**Bronfragment:**
· · ·
Leg de FM antenne niet langs een metalen gordijnrail,
lampstandaard e.d.
Plaats de MG/LG kaderantenne niet te dicht bij de
luidsprekersnoeren, het netsnoer, uw stereo-installatie of
andere elektrische apparatuur, anders kan de antenne storing
oppikken.
Wikkel de antennedraad van de MG/LG kaderantenne niet af.
Plaatsing van de antennes
FM antenne:
Strek de draad tot zijn volle lengte uit en leg of hang deze zo dat
de ontvangst optimaal is.
Deze antenne is slechts bedoeld voor tijdelijk gebruik; meestal
is het aanbevolen een buitenantenne aan te sluiten.
MG/LG kaderantenne:
Kies voor deze antenne een zodanige plaats en richting dat de
radio-ontvangst optimaal klinkt.
Rechtop zetten van de MG/LG kaderantenne
Steek de nok in de gleuf en kies de beste opstelling.
AANSLUITEN VAN EEN BUITENANTENNE
Voor de beste FM ontvangst is het aanbevolen een buitenantenne
aan te sluiten.
Sluit de buitenantenne aan op de FM 75 aansluitbus.
Aansluiten van andere apparatuur pagina 17.
VOORBEREIDINGEN
AFSTANDSBEDIENING
Batterij-inleg
Open het batterijdeksel achterop de afstandsbediening en leg
twee R6 (AA-formaat) batterijen in het batterijvak.
Wanneer de batterijen te vervangen
De maximale reikwijdte van de afstandsbediening tot de sensor
op het apparaat bedraagt ongeveer 5 meter. Wanneer deze
bedieningsafstand minder wordt, dient u beide batterijen door
nieuwe te vervangen.
Gebruik van de SHIFT toets op de afstandsbediening
De toetsen bij 1 hebben twee verschillende functies. Een ervan
staat op de toets zelf aangegeven en de andere functie op het
paneel van de afstandsbediening, boven de toets.
Voor de functie die op de toets zelf staat, drukt u alleen deze
toets in.
Voor de functie die boven de toets staat, drukt u de toets tegelijk
met de SHIFT toets in.
Gebruik van de FUNCTION toets op de afstandsbediening
Met de FUNCTION toets kiest u de geluidsbron, net als met de
functiekeuzetoetsen (TAPE, TUNER/BAND, VIDEO/AUX, CD) op
het apparaat zelf.
Telkens wanneer u op de FUNCTION toets drukt, kiest u de
volgende geluidsbron.
Als u de afstandsbediening geruime tijd niet gebruikt, kunt u
beter de batterijen eruit verwijderen, om schade door eventuele
batterijlekkage te voorkomen.
· · ·
Regels uit een gegevensverzameling
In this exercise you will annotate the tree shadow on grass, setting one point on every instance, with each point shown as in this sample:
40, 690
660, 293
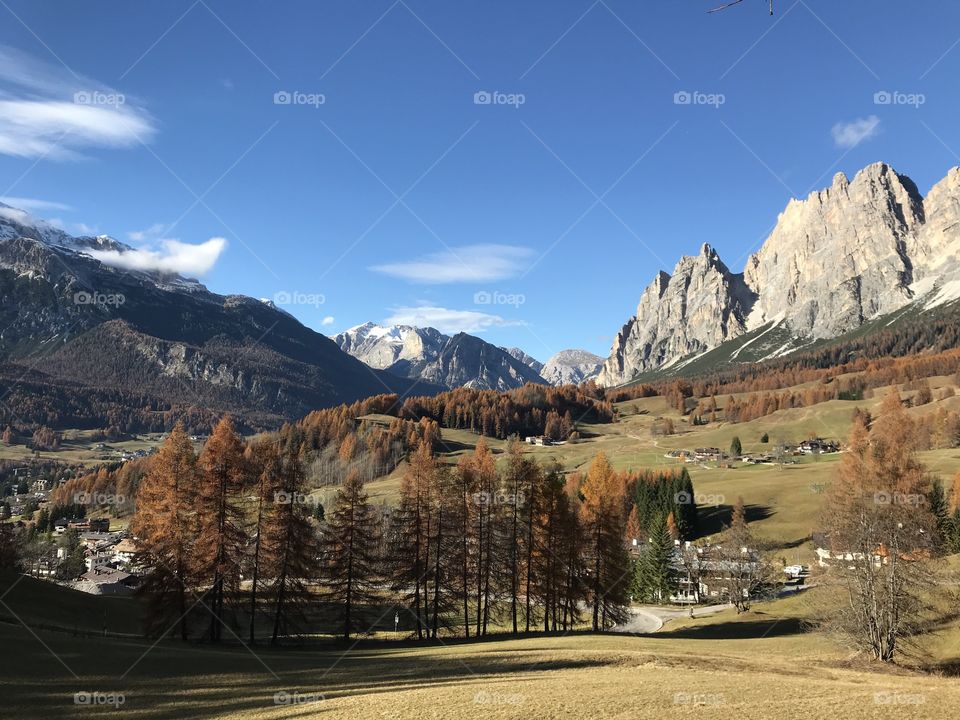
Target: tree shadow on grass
714, 519
170, 680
· · ·
**Opdracht:** Schrijf alstublieft het stuk van "Gebruik van de FUNCTION" tot en met "volgende geluidsbron." uit het bronfragment letterlijk over. De regels hebben niets met het bronfragment te maken.

**Oplossing:**
Gebruik van de FUNCTION toets op de afstandsbediening
Met de FUNCTION toets kiest u de geluidsbron, net als met de
functiekeuzetoetsen (TAPE, TUNER/BAND, VIDEO/AUX, CD) op
het apparaat zelf.
Telkens wanneer u op de FUNCTION toets drukt, kiest u de
volgende geluidsbron.